### GOAL
Which of the lines below contain the word "wooden"? Copy out each one in full.

### MATERIAL

================

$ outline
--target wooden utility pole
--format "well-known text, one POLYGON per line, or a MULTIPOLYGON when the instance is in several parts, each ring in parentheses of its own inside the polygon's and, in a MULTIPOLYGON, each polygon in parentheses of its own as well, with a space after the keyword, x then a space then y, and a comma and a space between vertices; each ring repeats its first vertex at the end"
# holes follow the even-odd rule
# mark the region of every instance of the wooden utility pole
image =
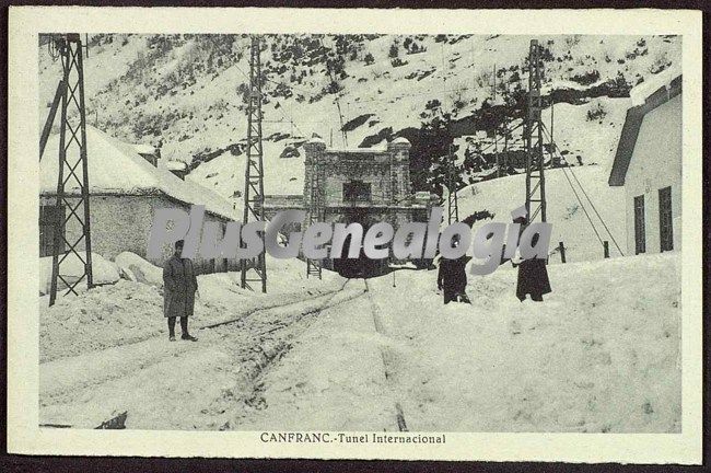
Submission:
MULTIPOLYGON (((61 59, 62 80, 57 88, 53 108, 47 117, 40 137, 40 155, 44 152, 51 122, 61 100, 59 125, 59 172, 57 173, 56 221, 51 256, 51 286, 49 305, 57 300, 58 282, 67 287, 66 293, 77 295, 75 288, 86 280, 86 287, 94 286, 92 274, 91 218, 89 208, 89 161, 86 157, 86 106, 84 104, 84 64, 81 36, 77 33, 54 35, 50 48, 61 59), (66 193, 66 185, 78 185, 78 192, 66 193), (69 215, 67 214, 69 210, 69 215), (67 227, 79 229, 80 234, 67 235, 67 227), (81 247, 83 246, 83 249, 81 247), (62 275, 62 263, 75 257, 82 263, 80 275, 62 275), (69 276, 77 277, 75 280, 69 276)), ((67 262, 71 265, 71 262, 67 262)))
MULTIPOLYGON (((259 61, 259 36, 252 36, 249 49, 249 101, 247 103, 247 166, 244 177, 244 217, 243 224, 249 221, 263 221, 264 218, 264 152, 261 148, 261 64, 259 61)), ((249 282, 261 284, 261 292, 267 292, 266 249, 250 261, 241 261, 242 288, 249 288, 249 282), (252 276, 255 274, 256 276, 252 276)))
POLYGON ((544 137, 540 111, 540 81, 543 77, 540 46, 537 39, 531 41, 528 51, 528 109, 524 126, 526 149, 526 210, 528 223, 536 218, 546 221, 546 178, 544 175, 544 137))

================

### EXERCISE RESULT
--target wooden utility pole
# mark the region of every instance of the wooden utility pole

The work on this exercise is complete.